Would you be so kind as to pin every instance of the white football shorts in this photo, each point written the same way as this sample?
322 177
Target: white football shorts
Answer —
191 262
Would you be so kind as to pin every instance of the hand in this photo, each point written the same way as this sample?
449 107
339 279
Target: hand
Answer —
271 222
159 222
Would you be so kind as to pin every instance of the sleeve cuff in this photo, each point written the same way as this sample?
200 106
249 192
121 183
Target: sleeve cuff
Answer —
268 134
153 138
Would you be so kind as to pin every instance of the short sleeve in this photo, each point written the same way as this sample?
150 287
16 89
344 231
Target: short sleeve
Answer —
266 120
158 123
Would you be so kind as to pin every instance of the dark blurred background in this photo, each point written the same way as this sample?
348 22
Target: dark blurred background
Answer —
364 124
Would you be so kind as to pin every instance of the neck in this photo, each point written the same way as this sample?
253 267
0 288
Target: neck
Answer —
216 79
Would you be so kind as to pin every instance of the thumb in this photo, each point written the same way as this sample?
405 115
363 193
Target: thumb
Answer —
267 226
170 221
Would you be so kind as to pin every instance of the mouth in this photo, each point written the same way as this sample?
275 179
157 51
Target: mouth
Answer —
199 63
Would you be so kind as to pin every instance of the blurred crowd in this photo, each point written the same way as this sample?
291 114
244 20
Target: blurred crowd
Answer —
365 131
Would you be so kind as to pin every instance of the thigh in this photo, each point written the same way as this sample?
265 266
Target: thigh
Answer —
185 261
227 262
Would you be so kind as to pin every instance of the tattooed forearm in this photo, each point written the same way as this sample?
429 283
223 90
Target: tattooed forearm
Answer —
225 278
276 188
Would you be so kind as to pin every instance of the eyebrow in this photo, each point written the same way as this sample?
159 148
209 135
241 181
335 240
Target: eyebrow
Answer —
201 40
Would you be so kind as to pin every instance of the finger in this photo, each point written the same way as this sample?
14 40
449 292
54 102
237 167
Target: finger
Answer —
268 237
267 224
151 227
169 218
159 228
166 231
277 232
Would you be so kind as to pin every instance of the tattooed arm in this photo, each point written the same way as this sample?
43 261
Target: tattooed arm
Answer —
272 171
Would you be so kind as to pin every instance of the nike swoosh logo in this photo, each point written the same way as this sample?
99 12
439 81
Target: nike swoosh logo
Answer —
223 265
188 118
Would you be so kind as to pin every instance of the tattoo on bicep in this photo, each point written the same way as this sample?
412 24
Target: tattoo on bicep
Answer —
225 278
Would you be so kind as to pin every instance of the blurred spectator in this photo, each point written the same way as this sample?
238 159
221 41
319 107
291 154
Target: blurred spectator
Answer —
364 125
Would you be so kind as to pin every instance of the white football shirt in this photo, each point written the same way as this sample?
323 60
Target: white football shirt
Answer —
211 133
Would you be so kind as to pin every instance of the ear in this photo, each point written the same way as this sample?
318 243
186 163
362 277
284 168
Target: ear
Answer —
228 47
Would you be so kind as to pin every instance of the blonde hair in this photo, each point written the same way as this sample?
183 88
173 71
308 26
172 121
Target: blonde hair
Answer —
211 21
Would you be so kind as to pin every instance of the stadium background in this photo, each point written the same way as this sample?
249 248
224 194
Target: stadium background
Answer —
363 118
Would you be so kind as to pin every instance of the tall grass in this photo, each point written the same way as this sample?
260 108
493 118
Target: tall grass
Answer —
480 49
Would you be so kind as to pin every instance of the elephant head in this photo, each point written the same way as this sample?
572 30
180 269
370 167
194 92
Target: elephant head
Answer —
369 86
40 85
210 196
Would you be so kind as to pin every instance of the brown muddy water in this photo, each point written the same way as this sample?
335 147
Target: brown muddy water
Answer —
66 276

============================================================

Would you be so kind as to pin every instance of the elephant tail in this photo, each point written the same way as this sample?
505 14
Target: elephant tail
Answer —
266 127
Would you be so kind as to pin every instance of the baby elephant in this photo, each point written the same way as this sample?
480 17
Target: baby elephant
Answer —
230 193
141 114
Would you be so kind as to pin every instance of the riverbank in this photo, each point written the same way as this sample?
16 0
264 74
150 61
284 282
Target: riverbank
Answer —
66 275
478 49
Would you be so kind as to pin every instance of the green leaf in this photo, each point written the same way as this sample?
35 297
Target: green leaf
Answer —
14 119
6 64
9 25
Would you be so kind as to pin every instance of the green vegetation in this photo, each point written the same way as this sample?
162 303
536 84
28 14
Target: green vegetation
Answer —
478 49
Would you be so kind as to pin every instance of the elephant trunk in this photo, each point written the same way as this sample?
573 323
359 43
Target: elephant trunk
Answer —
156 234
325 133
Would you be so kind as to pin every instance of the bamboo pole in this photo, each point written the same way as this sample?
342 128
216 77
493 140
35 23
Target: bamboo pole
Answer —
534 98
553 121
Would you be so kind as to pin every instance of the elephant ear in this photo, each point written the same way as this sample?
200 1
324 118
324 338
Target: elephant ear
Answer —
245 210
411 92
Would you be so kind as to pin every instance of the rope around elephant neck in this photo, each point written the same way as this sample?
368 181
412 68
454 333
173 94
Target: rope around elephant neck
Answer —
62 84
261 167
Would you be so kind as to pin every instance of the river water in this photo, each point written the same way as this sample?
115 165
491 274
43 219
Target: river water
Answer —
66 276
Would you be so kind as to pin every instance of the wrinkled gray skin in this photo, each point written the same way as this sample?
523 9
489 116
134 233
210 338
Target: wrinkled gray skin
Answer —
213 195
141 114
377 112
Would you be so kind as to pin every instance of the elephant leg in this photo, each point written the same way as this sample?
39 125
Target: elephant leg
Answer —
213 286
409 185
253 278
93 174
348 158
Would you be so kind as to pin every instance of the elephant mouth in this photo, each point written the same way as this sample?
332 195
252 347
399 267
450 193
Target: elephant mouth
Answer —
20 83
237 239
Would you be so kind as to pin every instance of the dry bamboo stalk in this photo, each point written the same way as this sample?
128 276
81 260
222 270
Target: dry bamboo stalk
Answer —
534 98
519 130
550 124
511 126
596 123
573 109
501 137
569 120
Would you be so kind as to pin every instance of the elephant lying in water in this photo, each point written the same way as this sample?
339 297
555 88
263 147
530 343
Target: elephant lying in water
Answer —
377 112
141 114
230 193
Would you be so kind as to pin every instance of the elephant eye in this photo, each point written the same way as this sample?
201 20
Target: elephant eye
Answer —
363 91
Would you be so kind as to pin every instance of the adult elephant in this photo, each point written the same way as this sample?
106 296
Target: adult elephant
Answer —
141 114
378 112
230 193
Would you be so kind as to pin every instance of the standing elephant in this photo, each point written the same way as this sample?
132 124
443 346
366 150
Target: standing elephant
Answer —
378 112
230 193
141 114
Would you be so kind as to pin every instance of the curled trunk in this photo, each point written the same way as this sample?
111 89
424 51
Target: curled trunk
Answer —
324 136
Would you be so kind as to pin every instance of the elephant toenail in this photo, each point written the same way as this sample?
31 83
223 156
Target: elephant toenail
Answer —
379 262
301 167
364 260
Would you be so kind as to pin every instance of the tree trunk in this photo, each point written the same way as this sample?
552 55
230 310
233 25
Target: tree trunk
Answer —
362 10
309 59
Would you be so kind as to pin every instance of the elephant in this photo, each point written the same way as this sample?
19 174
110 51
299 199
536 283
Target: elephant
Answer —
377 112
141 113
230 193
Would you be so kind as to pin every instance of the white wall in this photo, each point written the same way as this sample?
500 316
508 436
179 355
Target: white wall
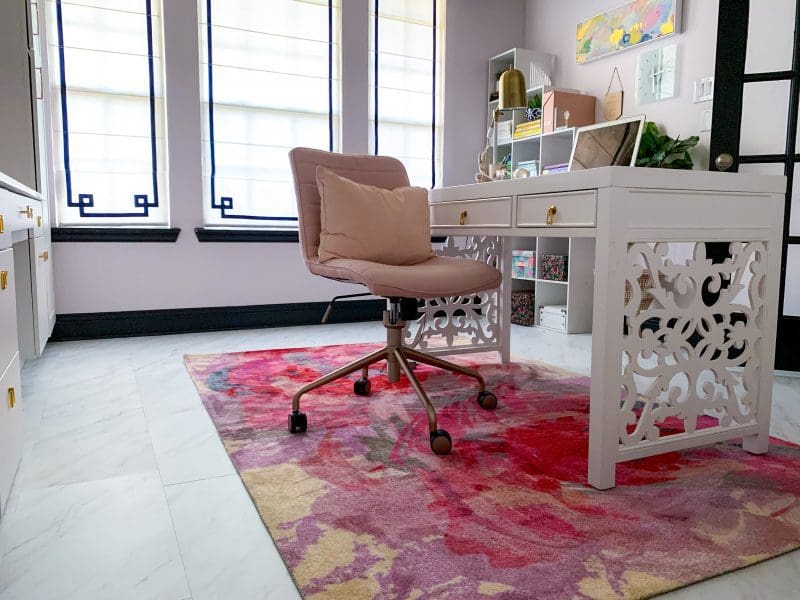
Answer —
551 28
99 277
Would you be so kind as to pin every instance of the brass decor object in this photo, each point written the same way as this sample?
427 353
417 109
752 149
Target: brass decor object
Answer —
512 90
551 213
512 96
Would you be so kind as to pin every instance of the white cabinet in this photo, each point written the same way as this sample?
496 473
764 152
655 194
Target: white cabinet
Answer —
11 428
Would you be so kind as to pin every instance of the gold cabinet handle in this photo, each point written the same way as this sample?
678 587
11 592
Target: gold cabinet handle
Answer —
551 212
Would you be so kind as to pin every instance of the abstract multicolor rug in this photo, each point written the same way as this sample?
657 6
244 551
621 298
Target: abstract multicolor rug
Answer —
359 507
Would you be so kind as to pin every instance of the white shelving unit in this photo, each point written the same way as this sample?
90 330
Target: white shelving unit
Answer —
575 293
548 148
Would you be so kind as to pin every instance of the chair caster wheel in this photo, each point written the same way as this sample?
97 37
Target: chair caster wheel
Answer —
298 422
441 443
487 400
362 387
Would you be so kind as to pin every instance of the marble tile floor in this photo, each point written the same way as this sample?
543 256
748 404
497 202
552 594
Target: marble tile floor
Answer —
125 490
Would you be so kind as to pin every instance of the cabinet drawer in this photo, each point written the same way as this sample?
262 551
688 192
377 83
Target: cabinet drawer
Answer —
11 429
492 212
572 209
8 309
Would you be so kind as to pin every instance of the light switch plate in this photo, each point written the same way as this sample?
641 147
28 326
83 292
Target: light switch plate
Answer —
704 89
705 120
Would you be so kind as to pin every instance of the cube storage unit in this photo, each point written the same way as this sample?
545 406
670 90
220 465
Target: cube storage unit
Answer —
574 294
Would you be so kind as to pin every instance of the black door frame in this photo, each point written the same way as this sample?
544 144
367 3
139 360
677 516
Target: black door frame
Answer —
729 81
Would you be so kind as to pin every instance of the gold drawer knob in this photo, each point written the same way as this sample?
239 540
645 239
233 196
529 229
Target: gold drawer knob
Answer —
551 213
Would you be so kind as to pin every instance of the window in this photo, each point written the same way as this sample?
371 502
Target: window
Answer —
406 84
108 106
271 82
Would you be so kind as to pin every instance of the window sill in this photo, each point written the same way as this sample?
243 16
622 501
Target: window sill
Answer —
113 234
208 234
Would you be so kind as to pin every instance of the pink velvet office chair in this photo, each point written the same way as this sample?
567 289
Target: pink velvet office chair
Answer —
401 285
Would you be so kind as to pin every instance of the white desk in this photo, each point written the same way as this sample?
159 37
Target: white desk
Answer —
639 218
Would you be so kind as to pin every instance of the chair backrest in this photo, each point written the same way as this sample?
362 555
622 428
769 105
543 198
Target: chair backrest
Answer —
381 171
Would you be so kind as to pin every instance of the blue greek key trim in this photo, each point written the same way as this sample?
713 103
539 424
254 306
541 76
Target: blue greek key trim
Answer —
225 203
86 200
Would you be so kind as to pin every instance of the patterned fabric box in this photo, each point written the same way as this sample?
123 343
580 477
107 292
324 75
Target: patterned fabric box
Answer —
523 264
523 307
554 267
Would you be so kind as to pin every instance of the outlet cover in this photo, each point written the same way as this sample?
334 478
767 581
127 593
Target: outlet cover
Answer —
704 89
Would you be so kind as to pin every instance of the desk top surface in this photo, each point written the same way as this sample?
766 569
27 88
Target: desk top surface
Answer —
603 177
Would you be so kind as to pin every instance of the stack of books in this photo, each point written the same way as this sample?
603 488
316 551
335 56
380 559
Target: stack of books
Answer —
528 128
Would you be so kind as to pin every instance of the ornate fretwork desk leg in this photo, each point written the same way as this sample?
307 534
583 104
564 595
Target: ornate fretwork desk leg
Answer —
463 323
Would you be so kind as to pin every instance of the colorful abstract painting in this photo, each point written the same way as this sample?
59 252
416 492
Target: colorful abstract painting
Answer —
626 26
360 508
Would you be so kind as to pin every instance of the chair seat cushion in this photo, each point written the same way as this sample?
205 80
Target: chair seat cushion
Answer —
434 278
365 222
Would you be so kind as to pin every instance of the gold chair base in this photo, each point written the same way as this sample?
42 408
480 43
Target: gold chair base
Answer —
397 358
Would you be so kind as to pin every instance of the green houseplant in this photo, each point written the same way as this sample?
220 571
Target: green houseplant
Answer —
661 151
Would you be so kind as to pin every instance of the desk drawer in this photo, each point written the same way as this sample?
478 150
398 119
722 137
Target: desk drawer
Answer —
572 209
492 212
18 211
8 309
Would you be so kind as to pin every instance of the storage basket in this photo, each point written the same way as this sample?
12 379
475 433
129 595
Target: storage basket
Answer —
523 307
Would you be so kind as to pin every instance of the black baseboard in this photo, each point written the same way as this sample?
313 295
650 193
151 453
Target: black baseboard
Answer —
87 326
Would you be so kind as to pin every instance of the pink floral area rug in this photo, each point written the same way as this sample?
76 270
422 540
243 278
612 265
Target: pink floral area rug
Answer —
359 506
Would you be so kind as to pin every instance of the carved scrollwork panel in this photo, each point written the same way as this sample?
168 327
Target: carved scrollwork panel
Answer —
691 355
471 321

============================================================

◆ Exercise prompt ◆
List every line of the rows above that contains the string "swoosh". Matching is case-sensitive.

◆ Solution to the exercise ◆
Would you be so kind as to pin every instance of the nike swoosh logo in this photo, each point written the same way as this sample?
Target: nike swoosh logo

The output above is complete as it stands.